SHORT EXERCISE: Print the records below word for word, keeping every line unchanged.

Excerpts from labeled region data
━━━━━━━━

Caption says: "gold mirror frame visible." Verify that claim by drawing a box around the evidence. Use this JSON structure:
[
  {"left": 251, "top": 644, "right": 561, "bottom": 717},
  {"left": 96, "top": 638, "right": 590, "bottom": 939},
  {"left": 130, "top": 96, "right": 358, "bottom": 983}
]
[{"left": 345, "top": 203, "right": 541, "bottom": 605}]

━━━━━━━━

COMPLETE RESPONSE:
Caption says: "gold mirror frame visible." Verify that claim by drawing a box around the evidence. Use this JSON structure:
[
  {"left": 251, "top": 644, "right": 561, "bottom": 717},
  {"left": 96, "top": 638, "right": 590, "bottom": 939},
  {"left": 130, "top": 96, "right": 358, "bottom": 983}
]
[{"left": 345, "top": 203, "right": 541, "bottom": 605}]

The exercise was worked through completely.